Every record that follows should be printed verbatim.

════════

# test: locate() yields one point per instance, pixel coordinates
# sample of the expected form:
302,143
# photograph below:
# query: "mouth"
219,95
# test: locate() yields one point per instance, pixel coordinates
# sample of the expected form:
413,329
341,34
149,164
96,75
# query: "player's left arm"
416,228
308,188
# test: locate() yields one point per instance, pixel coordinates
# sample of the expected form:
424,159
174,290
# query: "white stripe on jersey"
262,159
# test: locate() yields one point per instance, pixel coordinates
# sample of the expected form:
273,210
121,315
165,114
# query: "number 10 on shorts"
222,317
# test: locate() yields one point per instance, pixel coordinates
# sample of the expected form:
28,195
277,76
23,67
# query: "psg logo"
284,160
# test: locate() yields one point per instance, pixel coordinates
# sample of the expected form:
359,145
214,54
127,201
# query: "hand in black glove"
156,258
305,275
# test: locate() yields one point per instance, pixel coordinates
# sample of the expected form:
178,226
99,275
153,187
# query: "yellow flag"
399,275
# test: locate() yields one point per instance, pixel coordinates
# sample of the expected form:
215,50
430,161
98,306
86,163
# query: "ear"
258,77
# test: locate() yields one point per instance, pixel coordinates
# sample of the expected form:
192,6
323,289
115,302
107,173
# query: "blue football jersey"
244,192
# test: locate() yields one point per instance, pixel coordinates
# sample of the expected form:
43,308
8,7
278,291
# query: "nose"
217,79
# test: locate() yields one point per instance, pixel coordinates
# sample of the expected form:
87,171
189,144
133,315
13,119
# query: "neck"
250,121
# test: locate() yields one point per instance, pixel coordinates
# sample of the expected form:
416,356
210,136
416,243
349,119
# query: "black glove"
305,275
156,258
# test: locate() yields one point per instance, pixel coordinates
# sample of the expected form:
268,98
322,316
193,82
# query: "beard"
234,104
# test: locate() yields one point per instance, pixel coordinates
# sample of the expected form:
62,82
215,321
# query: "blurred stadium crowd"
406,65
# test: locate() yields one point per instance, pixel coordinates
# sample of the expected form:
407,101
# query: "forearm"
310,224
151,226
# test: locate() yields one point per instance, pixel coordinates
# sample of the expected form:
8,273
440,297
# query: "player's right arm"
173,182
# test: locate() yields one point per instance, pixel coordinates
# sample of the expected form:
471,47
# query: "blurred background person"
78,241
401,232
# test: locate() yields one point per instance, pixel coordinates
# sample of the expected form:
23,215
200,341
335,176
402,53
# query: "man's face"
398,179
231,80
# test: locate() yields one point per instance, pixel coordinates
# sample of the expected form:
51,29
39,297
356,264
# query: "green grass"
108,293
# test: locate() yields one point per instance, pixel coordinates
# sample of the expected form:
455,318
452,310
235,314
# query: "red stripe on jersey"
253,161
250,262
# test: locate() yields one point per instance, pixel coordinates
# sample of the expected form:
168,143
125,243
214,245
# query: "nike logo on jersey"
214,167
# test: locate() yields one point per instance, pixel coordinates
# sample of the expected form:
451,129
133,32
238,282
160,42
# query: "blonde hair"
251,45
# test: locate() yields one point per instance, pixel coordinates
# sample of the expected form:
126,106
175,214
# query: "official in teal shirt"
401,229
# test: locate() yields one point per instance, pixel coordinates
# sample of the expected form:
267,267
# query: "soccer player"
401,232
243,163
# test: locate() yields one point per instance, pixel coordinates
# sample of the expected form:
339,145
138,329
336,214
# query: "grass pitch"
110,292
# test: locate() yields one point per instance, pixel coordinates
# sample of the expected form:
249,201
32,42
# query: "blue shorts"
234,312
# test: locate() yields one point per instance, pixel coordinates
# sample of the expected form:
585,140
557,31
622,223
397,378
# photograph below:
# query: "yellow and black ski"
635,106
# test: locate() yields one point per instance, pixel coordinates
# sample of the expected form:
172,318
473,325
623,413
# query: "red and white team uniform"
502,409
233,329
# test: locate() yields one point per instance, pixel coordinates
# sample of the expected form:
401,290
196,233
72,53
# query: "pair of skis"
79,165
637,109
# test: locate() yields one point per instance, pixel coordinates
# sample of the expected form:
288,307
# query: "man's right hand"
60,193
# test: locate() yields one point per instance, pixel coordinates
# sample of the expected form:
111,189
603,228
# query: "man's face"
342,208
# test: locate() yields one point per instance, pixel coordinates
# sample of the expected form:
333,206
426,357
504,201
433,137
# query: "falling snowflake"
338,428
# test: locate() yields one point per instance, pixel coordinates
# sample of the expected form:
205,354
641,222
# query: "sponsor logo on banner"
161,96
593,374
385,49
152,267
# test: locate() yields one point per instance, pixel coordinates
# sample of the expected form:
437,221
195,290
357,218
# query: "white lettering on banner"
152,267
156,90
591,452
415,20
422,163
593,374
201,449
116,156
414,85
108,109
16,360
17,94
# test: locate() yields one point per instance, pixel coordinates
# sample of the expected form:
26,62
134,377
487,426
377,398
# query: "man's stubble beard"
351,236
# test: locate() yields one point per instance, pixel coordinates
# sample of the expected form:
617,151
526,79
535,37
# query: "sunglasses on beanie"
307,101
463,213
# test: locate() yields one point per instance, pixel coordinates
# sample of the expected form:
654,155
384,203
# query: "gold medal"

════════

● Response for this exercise:
# test: locate() yields one point per instance, pixel coordinates
# sample of the expected form:
302,143
# photograph below:
# query: "mouth"
219,95
# test: locate() yields one point per instance, pixel coordinates
# sample of the expected form:
413,329
341,34
149,164
96,75
# query: "player's left arm"
416,228
308,188
# test: locate() yields one point per instance, pixel coordinates
# sample of the expected form:
424,159
174,290
# query: "white stripe on jersey"
262,159
# test: locate() yields one point per instance, pixel coordinates
# sample of the expected form:
273,210
121,315
165,114
# query: "number 10 on shorts"
222,317
# test: locate() yields one point per instance, pixel coordinates
# sample of the expected form:
28,195
277,76
23,67
# query: "psg logo"
284,160
# test: locate() yields one point per instance, pixel coordinates
# sample of the expected form:
359,145
214,54
127,201
# query: "hand in black glove"
156,258
305,275
# test: locate() yields one point per instance, pixel coordinates
# sample of the expected form:
178,226
99,275
153,187
# query: "yellow flag"
399,275
# test: locate() yields one point per instance, pixel coordinates
# sample of the expected form:
215,50
430,161
98,306
86,163
# query: "ear"
258,77
# test: locate() yields one point per instance, pixel coordinates
# sample of the expected form:
192,6
323,289
115,302
107,173
# query: "blue football jersey"
244,192
# test: locate() yields one point per instance, pixel coordinates
# sample of the expected form:
43,308
8,7
278,291
# query: "nose"
217,79
# test: locate() yields one point per instance, pixel coordinates
# sample of the expected form:
87,171
189,144
133,315
13,119
# query: "neck"
250,121
# test: locate() yields one point per instance, pixel coordinates
# sample of the expected form:
416,356
210,136
416,243
349,119
# query: "black glove"
305,275
156,258
# test: locate() yields one point per instance, pixel coordinates
# sample of the expected form:
268,98
322,316
193,82
# query: "beard"
234,104
# test: locate() yields one point per instance, pixel coordinates
# sample of the expected form:
62,82
215,321
# query: "blurred stadium crowd"
406,65
# test: locate() yields one point per instance, pixel coordinates
# sample of the expected form:
407,101
# query: "forearm"
310,224
151,226
# test: locate() yields one point per instance, pixel coordinates
# sample of the expected form:
8,273
440,297
# query: "player's right arm"
173,182
# test: locate() yields one point per instance, pixel coordinates
# sample of the expected form:
471,47
# query: "blurred background person"
78,241
401,232
# test: locate() yields one point per instance, pixel coordinates
# sample of the expected form:
23,215
200,341
335,176
402,53
# query: "man's face"
398,179
231,80
# test: locate() yields one point per instance, pixel coordinates
# sample of the expected form:
51,29
39,297
356,264
# query: "green grass"
108,293
# test: locate() yields one point per instance, pixel coordinates
# sample of the expected form:
455,318
452,310
235,314
# query: "red stripe on jersey"
253,161
250,262
# test: locate() yields one point per instance, pixel coordinates
# sample of the expected form:
168,143
125,243
214,245
# query: "nike logo on jersey"
214,167
# test: locate() yields one point per instance, pixel coordinates
# sample of the expected form:
451,129
133,32
238,282
160,42
# query: "blonde hair"
251,45
# test: locate() yields one point per instance, pixel coordinates
# sample of the expected form:
126,106
175,214
# query: "official in teal shirt"
401,229
# test: locate() yields one point per instance, pixel coordinates
# sample of the expected form:
267,267
# query: "soccer player"
401,232
243,163
# test: locate() yields one point per instance, pixel coordinates
# sample of the expected form:
339,145
138,329
336,214
# query: "grass pitch"
110,292
# test: locate() yields one point per instance, pixel coordinates
# sample of the expected form:
249,201
32,42
# query: "blue shorts"
234,312
# test: locate() yields one point per instance, pixel coordinates
# sample of the expected form:
585,140
557,31
622,223
397,378
# photograph below:
# query: "yellow and black ski"
635,106
# test: locate() yields one point per instance, pixel coordinates
# sample of the expected form:
172,318
473,325
623,413
# query: "red and white team uniform"
502,409
233,329
# test: locate() yields one point per instance, pixel coordinates
# sample of the expected form:
401,290
196,233
72,53
# query: "pair of skis"
79,165
637,109
# test: locate() yields one point per instance, pixel coordinates
# sample of the expected form:
288,307
# query: "man's right hand"
60,193
# test: locate() yields one point per instance, pixel coordinates
# sample of the expected form:
111,189
603,228
# query: "man's face"
342,208
# test: locate() yields one point per instance, pixel coordinates
# sample of the expected form:
333,206
426,357
504,201
433,137
# query: "falling snowflake"
338,428
# test: locate() yields one point per instance, pixel coordinates
# sample of the expected form:
205,354
641,222
# query: "sponsor logo on banner"
161,96
593,374
385,49
152,267
# test: locate() yields one point per instance, pixel coordinates
# sample of the expected form:
437,221
195,290
357,218
# query: "white lettering on banner"
152,267
156,90
591,452
415,20
422,163
593,374
201,449
116,156
414,85
108,109
16,360
17,94
# test: locate() yields one point per instance, pixel coordinates
# sample of the expected form:
26,62
134,377
487,426
377,398
# query: "man's stubble beard"
351,236
# test: locate() yields one point per instance, pixel coordinates
# sample of the expected form:
617,151
526,79
535,37
# query: "sunglasses on beanie"
307,101
463,213
# test: locate() yields one point per instance, pixel coordinates
# sample of the expected form:
654,155
384,203
# query: "gold medal"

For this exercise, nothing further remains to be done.